--- JOB ---
Rewrite the part of the passage about Mystra's Ban that opens with the words "A great example" and closes with "or within Realmspace).", swapping "Weave" for "Art".

--- PASSAGE TO READ ---

Ed has said, repeatedly, that everything we know about the gods is propaganda. Our info on the divinity of the Realms is all either collective belief on the part of mortals, or the information the gods have given them.
A great example is Mystra's Ban. It's described everywhere, including in source material, as being a thing she did.
However, per Ed:
quote: @TheEdVerse
Ao cut off access through the Weave to spells above a certain power level (9th level in Torilian arcane magic terms) after the Folly of Karsus the over-reaching mortal. This means that more powerful spells fail upon casting when they access the Weave; it doesn’t matter who casts them (so the spells of gods, archdevils, demon princes would fail, when cast into Realmspace, out of Realmspace, or within Realmspace).
IF those spells use the Weave.

--- SOURCE DATA ---
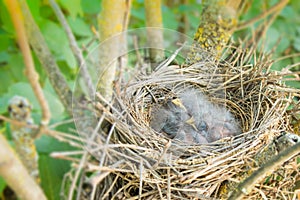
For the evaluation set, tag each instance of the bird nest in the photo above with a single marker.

--- EXERCISE SOLUTION ---
A great example is Mystra's Ban. It's described everywhere, including in source material, as being a thing she did.
However, per Ed:
quote: @TheEdVerse
Ao cut off access through the Art to spells above a certain power level (9th level in Torilian arcane magic terms) after the Folly of Karsus the over-reaching mortal. This means that more powerful spells fail upon casting when they access the Art; it doesn’t matter who casts them (so the spells of gods, archdevils, demon princes would fail, when cast into Realmspace, out of Realmspace, or within Realmspace).